* _Text provided_:
# Best trout/blue/pup/mack/etc. Reel&Rod



## treydunn48 (Apr 9, 2008)

Ive heard good things about stradics but im afraid its out of my budget right now what would be the best for 100- and what rods are best.


----------



## AbuMike (Sep 3, 2007)

On that budget the Penn Sargus and the Tusnami Airwave. Under $200 for both.


----------



## UOPaul (Apr 14, 2008)

You can get a nice Plueger Medalist for about $70.00, I have been using one for about 3 years now.


----------



## crazyfish77 (Mar 26, 2008)

Shimano Sienna
i've had mine for about 2 years, it still works great
plus its only 37.00, i think(where i got it, 2 years ago)
i'm guessing i little higher maybe, but still one heck of a reel.
as for rod, i'm sure you'll have plenty left over for a good one.


----------



## landingcrew (Jun 17, 2008)

ROD which ever one im building at the time

REEL my new abu garcia ambassadur 5600cs mag ohhhhh baby


----------



## AL_N_VB (Apr 3, 2002)

Rod...I really liked Crawfish's Falcon that I was casting last year, but currently getting a 925? dark blue All Star built....wait and see

Reel... the old silver 2500 Daiwa Capricorn.


----------



## New Kent Newbie (Apr 25, 2006)

Either my stradic 3000 on my 7' crucial or revo inshore on 7' carrot stick


----------



## basstardo (Jun 5, 2006)

Nserch4Drum said:


> Rod...I really liked Crawfish's Falcon that I was casting last year, but currently getting a 925? dark blue All Star built....wait and see
> 
> Reel... the old silver 2500 Daiwa Capricorn.


It's a GP965. AllStar Blank, 8', Medium power


----------



## Mdt1992 (Sep 3, 2007)

i use a shimano sahara 4000- $80
with a tsunami airwave 7'---- $65
total------------------------$145


----------



## landingcrew (Jun 17, 2008)

* _Problem to solve_: Can you extract the part of the rod and reel thread that runs from "Ive heard good" up to and including "Under $200 for both.", copied word for word?

* _Excerpted records_:
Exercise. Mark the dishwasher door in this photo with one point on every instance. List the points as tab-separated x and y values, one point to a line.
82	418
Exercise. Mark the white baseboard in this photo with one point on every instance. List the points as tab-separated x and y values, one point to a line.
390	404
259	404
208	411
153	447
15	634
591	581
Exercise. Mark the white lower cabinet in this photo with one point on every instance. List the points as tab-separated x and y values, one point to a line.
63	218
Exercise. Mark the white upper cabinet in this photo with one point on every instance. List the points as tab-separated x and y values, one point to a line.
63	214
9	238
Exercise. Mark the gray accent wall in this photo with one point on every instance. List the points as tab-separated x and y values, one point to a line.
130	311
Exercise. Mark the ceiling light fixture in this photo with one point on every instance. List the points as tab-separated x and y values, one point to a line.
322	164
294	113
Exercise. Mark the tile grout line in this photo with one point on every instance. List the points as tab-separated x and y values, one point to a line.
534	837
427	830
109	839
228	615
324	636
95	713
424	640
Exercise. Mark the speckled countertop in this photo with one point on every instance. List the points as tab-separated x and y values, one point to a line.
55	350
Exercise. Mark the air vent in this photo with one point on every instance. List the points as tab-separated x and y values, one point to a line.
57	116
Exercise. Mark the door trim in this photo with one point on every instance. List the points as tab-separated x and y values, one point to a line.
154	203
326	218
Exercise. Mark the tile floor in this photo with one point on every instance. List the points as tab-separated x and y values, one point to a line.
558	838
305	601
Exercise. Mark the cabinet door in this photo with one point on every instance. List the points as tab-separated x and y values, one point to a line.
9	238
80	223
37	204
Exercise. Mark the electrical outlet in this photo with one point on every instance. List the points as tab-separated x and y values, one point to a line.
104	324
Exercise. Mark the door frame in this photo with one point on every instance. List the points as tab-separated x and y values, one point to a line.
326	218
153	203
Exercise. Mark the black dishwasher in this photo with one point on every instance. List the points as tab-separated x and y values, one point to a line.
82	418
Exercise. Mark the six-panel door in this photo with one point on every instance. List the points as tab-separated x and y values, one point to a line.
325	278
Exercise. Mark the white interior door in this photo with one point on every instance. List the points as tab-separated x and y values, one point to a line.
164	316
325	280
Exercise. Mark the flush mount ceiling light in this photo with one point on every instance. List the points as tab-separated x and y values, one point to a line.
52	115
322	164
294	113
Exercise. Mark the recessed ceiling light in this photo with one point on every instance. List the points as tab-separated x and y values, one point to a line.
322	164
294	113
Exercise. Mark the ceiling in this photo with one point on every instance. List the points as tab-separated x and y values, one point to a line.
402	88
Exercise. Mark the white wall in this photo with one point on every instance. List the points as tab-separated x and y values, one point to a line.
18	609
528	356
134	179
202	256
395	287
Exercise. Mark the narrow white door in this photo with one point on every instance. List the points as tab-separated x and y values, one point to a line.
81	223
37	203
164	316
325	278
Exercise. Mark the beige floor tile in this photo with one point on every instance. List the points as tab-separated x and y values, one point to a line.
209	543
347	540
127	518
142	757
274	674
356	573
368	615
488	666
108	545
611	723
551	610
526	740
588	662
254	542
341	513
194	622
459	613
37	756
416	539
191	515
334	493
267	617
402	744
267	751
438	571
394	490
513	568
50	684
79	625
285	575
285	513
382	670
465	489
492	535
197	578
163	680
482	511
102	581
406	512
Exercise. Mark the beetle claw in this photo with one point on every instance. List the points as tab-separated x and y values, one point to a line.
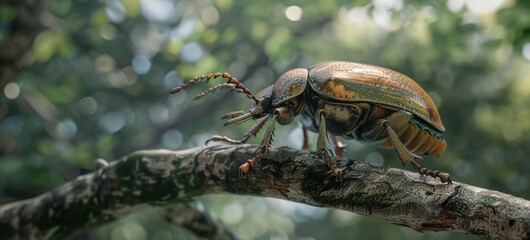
243	170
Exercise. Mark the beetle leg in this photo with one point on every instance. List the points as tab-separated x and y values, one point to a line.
305	144
324	148
231	115
404	154
251	132
263	148
339	146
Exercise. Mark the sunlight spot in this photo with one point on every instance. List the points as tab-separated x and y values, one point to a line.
294	13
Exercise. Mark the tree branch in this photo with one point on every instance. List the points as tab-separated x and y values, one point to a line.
22	31
152	178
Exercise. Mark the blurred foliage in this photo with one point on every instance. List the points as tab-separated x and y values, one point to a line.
100	72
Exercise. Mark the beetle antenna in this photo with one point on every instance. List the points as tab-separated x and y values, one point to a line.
231	81
221	85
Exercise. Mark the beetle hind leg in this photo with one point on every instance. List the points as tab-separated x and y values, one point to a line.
324	147
406	156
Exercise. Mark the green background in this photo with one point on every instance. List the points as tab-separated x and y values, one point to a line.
100	71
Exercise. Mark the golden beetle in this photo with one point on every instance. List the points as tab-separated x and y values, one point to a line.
353	100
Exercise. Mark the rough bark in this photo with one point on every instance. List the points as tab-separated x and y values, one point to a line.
152	178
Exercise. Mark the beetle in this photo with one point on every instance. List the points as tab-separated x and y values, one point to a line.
338	98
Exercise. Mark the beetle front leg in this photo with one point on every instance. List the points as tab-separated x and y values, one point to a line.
323	146
263	148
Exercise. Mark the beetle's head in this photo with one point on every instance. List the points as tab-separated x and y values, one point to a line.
284	99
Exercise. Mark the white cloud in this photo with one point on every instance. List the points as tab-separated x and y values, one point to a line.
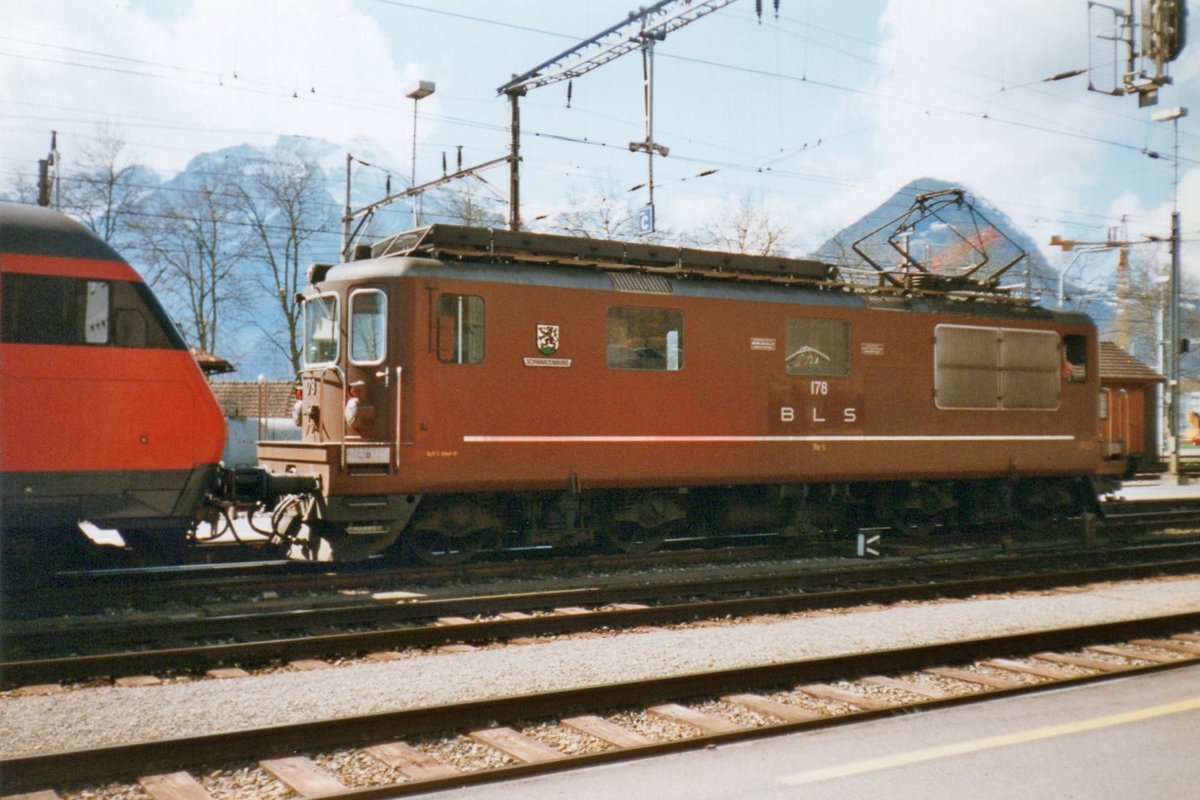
219	73
959	96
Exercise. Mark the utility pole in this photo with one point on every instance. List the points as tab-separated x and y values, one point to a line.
48	185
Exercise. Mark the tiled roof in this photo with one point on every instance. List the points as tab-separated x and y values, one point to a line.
1119	365
251	398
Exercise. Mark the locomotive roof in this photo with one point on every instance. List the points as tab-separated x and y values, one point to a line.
34	230
571	262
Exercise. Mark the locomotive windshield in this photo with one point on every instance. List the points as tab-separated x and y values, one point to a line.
321	330
57	310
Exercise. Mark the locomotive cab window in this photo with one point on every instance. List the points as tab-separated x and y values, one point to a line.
817	347
55	310
1074	353
460	329
369	326
321	330
645	338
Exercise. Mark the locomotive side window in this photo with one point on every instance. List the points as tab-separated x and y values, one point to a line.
645	338
995	368
369	326
817	347
460	330
321	330
54	310
1075	358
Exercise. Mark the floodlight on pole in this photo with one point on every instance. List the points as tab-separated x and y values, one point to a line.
1174	115
418	91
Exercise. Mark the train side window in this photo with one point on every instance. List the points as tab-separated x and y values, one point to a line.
369	326
977	367
817	347
460	329
645	338
95	325
1074	353
43	310
55	310
321	329
138	320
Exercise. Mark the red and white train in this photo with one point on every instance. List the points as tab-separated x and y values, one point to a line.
105	415
467	388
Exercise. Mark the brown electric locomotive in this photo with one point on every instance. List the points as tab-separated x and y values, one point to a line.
466	389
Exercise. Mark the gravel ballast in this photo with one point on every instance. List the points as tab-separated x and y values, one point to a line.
111	715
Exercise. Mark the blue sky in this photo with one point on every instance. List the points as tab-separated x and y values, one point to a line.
816	116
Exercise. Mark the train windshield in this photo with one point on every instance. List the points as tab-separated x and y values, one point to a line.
57	310
369	326
321	330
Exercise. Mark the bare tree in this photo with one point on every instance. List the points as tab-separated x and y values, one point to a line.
196	241
465	203
286	205
603	214
107	192
748	228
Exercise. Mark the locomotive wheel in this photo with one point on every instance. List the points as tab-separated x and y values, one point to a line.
913	522
633	539
915	510
435	548
1041	504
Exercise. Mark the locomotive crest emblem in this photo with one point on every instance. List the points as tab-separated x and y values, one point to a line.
807	356
547	340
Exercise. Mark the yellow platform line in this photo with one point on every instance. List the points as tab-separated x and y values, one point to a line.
977	745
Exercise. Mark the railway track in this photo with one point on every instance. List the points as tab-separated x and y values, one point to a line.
94	591
556	731
53	651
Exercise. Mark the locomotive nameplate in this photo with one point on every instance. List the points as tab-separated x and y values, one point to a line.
367	455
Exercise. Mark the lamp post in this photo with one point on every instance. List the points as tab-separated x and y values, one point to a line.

* _Written response_:
Ive heard good things about stradics but im afraid its out of my budget right now what would be the best for 100- and what rods are best.


----------



## AbuMike (Sep 3, 2007)

On that budget the Penn Sargus and the Tusnami Airwave. Under $200 for both.